4 An operator inequality. Application to the mean-field limit

First consider the Cauchy problem for the time-dependent Hartree equation (5). Assuming that the potential V satisfies (8) and (12), for each \(\phi ^{in}\in H^2({\textbf{R}}^3)\), there exists a unique solution \(\phi \in C({\textbf{R}},H^2({\textbf{R}}^3))\) of (5) by Theorems 1.4 and 1.3 of [11].

Pickl’s key idea in his proof of the mean-field limit in quantum mechanics is to consider the following functional (see Definition 2.2 and formula (6) in [18], with the choice \(n(k):=k/N\), in the notation of [18]):

$$\begin{aligned} {\alpha }_N(\Psi _N,\psi ):=\bigg \langle \Psi _N\Big |\frac{1}{N}\sum _{k=1}^NJ_k(I_{\mathfrak {H}}-|\psi \rangle \langle \psi |)\Big |\Psi _N\bigg \rangle =\langle \Psi _N|{\mathcal {M}}_N^{in}(I_{\mathfrak {H}}-|\psi \rangle \langle \psi |)|\Psi _N\rangle \end{aligned}$$

for all \(\Psi _N\in {\mathfrak {H}}_N\) and \(\psi \in {\mathfrak {H}}\).

Assuming that \(\psi \equiv \psi (t,x)\) is a solution of (5) while \(\Psi _N(t,\cdot ):={\mathcal {U}}_N(t)\Psi _N^{in}\), Pickl studies in section 2.1 of [18] the time-dependent function \(t\mapsto {\alpha }_N(\Psi _N(t,\cdot ),\psi (t,\cdot ))\), and proves that it satisfies some Gronwall inequality.

Observe first that Pickl’s functional \({\alpha }_N(\Psi _N(t,\cdot ),\psi (t,\cdot ))\) can be recast in terms of the quantum Klimontovich solution \({\mathcal {M}}_N(t)\) as follows

$$\begin{aligned} \begin{aligned} {\alpha }_N({\mathcal {U}}_N(t)\Psi ^{in}_N,\psi (t,\cdot ))=&\langle {\mathcal {U}}_N(t)\Psi ^{in}_N|{\mathcal {M}}_N^{in}(I_{\mathfrak {H}}-|\psi (t,\cdot )\rangle \langle \psi (t,\cdot )|)|{\mathcal {U}}_N(t)\Psi _N^{in}\rangle \\ =&\langle \Psi ^{in}_N|\mathcal U_N(t)^*\left( {\mathcal {M}}_N^{in}(I_{\mathfrak {H}}-|\psi (t,\cdot )\rangle \langle \psi (t,\cdot )|)\right) {\mathcal {U}}_N(t)|\Psi ^{in}_N\rangle \\ =&\langle \Psi _N^{in}|{\mathcal {M}}_N(t)(I_{\mathfrak {H}}-|\psi (t,\cdot )\rangle \langle \psi (t,\cdot )|)|\Psi ^{in}_N\rangle \,. \end{aligned} \end{aligned}$$
(18)

============

▶ What to work on
- A) According to the mean-field limit excerpt, which two conditions on the potential V guarantee a unique solution of the Hartree equation (5)?
- B) Write a continuation of the mean-field limit excerpt, starting right after equation (18).
The rows that follow have no connection to the mean-field limit excerpt.

▶ Supplied material
============

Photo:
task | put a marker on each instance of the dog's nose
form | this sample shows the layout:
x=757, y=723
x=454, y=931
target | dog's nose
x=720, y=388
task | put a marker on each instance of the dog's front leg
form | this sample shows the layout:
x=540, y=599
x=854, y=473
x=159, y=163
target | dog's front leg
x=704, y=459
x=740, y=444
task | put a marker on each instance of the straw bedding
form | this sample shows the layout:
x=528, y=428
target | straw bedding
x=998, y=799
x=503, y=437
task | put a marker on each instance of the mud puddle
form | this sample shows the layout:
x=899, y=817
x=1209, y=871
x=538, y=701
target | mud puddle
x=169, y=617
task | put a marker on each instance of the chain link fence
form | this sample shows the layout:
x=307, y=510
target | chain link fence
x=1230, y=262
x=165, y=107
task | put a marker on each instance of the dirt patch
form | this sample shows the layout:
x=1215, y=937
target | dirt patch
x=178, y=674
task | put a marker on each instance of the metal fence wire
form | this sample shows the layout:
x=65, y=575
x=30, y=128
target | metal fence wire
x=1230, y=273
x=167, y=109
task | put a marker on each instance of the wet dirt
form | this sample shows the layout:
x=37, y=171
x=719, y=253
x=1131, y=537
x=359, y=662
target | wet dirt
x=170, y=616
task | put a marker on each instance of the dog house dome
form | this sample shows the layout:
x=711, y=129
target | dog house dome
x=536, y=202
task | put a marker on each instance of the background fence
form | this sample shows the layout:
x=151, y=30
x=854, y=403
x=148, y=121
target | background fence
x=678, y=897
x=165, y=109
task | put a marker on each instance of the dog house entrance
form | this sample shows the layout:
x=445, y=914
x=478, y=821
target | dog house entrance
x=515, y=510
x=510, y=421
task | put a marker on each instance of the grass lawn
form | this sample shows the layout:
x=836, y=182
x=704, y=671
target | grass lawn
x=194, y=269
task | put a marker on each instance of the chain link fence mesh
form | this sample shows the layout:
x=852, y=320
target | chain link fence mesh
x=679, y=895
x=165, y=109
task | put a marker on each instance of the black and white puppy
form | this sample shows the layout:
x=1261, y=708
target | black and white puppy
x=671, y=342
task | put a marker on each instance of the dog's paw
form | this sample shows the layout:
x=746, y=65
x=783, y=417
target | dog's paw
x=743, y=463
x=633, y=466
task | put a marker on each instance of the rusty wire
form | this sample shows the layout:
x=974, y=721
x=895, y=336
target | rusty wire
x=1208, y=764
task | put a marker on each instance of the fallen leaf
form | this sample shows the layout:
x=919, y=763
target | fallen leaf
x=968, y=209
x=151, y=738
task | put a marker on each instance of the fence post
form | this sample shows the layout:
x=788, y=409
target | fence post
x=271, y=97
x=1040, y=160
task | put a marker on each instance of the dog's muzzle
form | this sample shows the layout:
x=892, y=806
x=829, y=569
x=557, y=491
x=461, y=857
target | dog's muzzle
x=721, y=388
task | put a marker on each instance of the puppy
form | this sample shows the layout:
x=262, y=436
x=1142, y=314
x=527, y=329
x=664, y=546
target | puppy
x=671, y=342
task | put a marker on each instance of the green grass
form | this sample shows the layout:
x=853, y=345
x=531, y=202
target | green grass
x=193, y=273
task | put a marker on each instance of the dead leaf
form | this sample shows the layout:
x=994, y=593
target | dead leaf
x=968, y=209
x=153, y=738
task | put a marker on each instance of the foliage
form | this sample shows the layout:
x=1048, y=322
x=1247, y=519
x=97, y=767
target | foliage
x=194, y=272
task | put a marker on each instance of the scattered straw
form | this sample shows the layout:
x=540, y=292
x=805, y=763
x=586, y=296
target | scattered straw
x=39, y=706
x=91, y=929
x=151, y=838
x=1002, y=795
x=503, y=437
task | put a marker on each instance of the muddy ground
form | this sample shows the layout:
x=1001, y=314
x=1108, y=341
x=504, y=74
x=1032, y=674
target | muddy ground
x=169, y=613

============

▶ The answers
- A) V must satisfy conditions (8) and (12).

- B)
This identity suggests therefore to deduce from (13) and (5) the expression of

$$\begin{aligned} \tfrac{\hbox {d}}{\hbox {d}t}{\mathcal {M}}_N(t)(I_{\mathfrak {H}}-|\psi (t,\cdot )\rangle \langle \psi (t,\cdot )|) \end{aligned}$$

in terms of the interaction operator \({\mathcal {C}}\) defined in (15).

This is done in the first part of the next theorem, which is our second main result in this paper.

Theorem 4.1

Assume that the (real-valued) interaction potential V, viewed as an (unbounded) multiplication operator acting on \({\mathfrak {H}}:=L^2({\textbf{R}}^3)\), satisfies the parity condition (12) and (17).

Let \(\psi ^{in}\in H^2({\textbf{R}}^3)\) satisfy \(\Vert \psi ^{in}\Vert _{{\mathfrak {H}}}=1\), let \(\psi \) be the solution of the Cauchy problem (5) for the time-dependent Hartree equation, and set

$$\begin{aligned} R(t):=|\psi (t,\cdot )\rangle \langle \psi (t,\cdot )|\,,\quad \text { and }\quad P(t):=I_{\mathfrak {H}}-R(t)\,. \end{aligned}$$
(19)

Then,

  1. (1)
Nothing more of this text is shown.